» **TASK STATEMENT**:
Return only the lines starting at the line that contains "Spot any patterned" and ending with the final line of the listing; include both endpoints.

◇ ◇ ◇

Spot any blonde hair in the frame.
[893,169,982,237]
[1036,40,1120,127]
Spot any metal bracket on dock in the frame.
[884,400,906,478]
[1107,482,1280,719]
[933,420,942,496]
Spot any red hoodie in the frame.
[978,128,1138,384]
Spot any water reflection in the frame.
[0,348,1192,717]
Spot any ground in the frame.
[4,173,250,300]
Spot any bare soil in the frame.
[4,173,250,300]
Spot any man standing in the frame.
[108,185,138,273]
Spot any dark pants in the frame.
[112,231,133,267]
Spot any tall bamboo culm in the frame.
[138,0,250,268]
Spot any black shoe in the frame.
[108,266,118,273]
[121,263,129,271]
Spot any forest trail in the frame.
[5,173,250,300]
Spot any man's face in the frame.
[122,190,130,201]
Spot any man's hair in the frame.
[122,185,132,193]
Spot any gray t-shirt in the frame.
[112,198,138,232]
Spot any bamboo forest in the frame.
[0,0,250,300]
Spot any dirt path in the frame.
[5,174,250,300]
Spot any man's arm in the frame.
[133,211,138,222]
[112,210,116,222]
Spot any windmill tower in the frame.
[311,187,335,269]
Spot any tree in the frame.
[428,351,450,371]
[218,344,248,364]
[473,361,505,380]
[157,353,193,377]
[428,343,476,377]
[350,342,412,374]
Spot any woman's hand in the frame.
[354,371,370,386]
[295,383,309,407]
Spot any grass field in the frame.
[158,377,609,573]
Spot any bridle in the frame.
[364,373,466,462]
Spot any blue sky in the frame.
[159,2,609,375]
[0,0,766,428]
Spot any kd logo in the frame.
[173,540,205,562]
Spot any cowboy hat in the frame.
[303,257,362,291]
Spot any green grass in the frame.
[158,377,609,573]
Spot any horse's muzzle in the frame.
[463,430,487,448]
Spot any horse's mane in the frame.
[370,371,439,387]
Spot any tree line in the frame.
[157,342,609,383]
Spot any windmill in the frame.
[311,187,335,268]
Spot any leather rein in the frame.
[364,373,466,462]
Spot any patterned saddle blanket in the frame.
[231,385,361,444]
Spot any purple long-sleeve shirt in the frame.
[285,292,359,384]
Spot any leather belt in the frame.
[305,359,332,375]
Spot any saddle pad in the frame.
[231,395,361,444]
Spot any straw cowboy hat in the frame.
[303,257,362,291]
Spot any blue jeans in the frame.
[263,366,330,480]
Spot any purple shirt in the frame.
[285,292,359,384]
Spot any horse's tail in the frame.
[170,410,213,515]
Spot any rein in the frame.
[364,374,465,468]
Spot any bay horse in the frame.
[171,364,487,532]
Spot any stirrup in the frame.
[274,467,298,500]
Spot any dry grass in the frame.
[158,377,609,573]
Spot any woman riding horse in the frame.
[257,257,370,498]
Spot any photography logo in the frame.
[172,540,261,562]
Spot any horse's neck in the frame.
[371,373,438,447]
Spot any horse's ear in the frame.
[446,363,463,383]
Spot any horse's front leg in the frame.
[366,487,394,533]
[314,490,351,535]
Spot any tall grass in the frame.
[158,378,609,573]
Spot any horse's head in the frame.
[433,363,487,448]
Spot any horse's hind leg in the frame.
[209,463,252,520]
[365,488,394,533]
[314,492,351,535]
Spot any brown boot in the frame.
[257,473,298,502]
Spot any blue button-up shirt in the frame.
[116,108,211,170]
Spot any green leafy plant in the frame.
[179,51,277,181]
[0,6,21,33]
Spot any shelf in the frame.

◇ ◇ ◇

» **RIGHT ANSWER**:
Spot any patterned saddle blanket in the frame.
[231,385,361,444]
Spot any purple long-sleeve shirt in the frame.
[285,292,359,384]
Spot any leather belt in the frame.
[305,359,332,375]
Spot any saddle pad in the frame.
[231,395,361,444]
Spot any straw cowboy hat in the frame.
[303,257,362,291]
Spot any blue jeans in the frame.
[263,366,330,480]
Spot any purple shirt in the frame.
[285,292,359,384]
Spot any horse's tail in the frame.
[170,410,213,515]
Spot any rein in the frame.
[364,374,465,468]
Spot any bay horse in the frame.
[171,364,487,532]
Spot any stirrup in the frame.
[274,467,298,500]
Spot any dry grass in the frame.
[158,377,609,573]
Spot any woman riding horse in the frame.
[257,257,370,498]
Spot any photography logo in the frame.
[172,540,261,562]
Spot any horse's neck in the frame.
[371,373,438,447]
Spot any horse's ear in the frame.
[446,363,463,383]
Spot any horse's front leg in the frame.
[366,487,394,533]
[314,490,351,535]
Spot any tall grass in the frame.
[158,378,609,573]
Spot any horse's head in the frame.
[433,363,487,448]
Spot any horse's hind leg in the frame.
[209,463,252,520]
[365,488,394,533]
[314,492,351,535]
Spot any brown boot in the frame.
[257,473,298,502]
Spot any blue button-up shirt in the frame.
[116,108,211,170]
Spot any green leafy plant in the frame.
[179,51,277,181]
[0,6,21,33]
Spot any shelf in the frame.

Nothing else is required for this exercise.